## ACTION ITEM
Retype, word for word, the part of the excerpt below about DeJesus's life after her abduction that begins with the words containing "She's especially worried" and ends with "she’d been abducted.".

## EXCERPT
The world DeJesus returned to was a very different place than the one she left. She still felt like the 14-year-old child she was when she was abducted, not the 23-year-old adult she was now.
"I had to do a lot of catching up," DeJesus said. "I had to go through all the stages from 14 to 23. I was still doing kid stuff when I returned home, hanging out outside, going skating."
She's been making up for lost time. She's had to re-learn Spanish, which she forgot how to speak in captivity. Amanda and Michelle only spoke English. She had to learn how to drive and get her driver's license. She paid her first bill. Her cousin took her to the prom, and the high school she never got to attend let her walk on stage and get an honorary degree. But most of all, she was just grateful that her mom got to see her again. Her mom is going blind.
Hard to believe, even for her, but she’s 30 now. Her family has moved to a new house in Cleveland, where she lives with her parents and her brother. It’s still too hard to be in her bedroom alone, and she occasionally has bad dreams. The worst is when Castro somehow gets out of prison and "kidnaps us all over again but 10 times worse." She does get angry sometimes “but I hide it very well.”
“I try not to think about it, but it’s there,” DeJesus said. “I can’t get rid of what happened. I try to stay busy.”
Her hope with her nonprofit is to help children and their families in her hometown of Cleveland the way the National Center for Missing & Exploited Children helped her and her family, who never stopped looking for her. "NCMEC is like my second family," she said. She starts to cry when she says she has no doubt that other children are out there right now being held against their will.
She's especially worried about children who run away, who too often are running from something bad going on at home. When she vanished, police told her parents that she probably ran away. She's at that age, they said. She's probably with her boyfriend. They eventually realized she hadn’t run away, she’d been abducted.
"But so what if I ran away?" DeJesus said. "They're missing too. Bad things can – and do – happen to children who run away. What if it was your child?"
More than anything, DeJesus and her cousin, Sylvia Colon, want to create a safe place for families, somewhere they can go to talk or cry on a shoulder, even in the middle of the night, a place to help them understand how to work with police.

## RECORDS PROVIDED
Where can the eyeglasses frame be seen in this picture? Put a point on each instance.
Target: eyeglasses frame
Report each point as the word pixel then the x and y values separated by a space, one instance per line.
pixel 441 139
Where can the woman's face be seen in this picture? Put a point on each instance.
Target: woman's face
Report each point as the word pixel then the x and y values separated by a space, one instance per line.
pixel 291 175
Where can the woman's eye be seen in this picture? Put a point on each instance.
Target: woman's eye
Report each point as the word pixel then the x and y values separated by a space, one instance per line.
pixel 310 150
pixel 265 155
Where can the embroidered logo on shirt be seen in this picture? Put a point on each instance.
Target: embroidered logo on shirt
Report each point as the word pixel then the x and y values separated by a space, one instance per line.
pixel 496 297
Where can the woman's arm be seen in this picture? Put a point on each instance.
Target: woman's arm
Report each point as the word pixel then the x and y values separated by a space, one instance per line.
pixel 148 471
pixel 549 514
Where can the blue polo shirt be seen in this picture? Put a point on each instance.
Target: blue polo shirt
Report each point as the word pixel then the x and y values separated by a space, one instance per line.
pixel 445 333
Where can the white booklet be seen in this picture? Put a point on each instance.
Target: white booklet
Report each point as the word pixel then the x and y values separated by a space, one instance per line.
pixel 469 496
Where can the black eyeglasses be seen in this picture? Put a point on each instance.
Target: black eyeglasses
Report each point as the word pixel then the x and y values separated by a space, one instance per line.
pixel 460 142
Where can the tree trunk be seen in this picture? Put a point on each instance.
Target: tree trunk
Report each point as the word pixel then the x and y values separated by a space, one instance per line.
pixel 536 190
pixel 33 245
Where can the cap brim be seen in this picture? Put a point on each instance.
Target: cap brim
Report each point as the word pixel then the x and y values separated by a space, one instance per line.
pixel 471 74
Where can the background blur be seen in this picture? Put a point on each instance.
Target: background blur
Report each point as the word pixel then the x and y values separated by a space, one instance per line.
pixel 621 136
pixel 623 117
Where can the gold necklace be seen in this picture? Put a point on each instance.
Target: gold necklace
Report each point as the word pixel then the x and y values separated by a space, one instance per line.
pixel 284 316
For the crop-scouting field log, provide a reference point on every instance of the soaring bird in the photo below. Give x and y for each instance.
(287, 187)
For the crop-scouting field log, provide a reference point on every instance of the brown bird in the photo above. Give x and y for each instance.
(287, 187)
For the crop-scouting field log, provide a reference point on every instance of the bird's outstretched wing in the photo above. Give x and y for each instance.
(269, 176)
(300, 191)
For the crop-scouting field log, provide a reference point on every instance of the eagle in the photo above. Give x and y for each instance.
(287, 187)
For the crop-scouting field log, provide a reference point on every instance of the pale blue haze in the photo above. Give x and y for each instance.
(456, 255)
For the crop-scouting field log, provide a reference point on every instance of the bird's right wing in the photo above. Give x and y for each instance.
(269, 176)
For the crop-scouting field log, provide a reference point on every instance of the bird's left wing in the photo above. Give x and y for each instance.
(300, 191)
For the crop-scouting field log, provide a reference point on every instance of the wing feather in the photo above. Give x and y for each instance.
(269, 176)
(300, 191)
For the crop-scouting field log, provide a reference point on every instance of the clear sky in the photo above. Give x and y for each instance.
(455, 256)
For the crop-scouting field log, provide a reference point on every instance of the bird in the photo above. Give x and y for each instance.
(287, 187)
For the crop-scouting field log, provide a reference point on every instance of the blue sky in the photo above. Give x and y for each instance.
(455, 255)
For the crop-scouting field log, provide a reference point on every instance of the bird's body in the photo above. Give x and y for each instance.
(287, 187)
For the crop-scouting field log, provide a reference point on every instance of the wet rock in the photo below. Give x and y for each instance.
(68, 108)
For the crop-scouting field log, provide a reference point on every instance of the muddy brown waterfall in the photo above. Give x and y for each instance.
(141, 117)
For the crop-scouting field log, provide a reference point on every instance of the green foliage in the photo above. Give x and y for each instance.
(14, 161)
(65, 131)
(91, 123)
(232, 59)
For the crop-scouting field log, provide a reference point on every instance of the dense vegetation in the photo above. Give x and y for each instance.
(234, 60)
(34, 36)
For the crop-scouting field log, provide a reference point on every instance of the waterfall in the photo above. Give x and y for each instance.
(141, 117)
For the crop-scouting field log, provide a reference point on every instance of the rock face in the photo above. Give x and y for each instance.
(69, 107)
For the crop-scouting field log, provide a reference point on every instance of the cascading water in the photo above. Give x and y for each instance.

## EXERCISE SOLUTION
She's especially worried about children who run away, who too often are running from something bad going on at home. When she vanished, police told her parents that she probably ran away. She's at that age, they said. She's probably with her boyfriend. They eventually realized she hadn’t run away, she’d been abducted.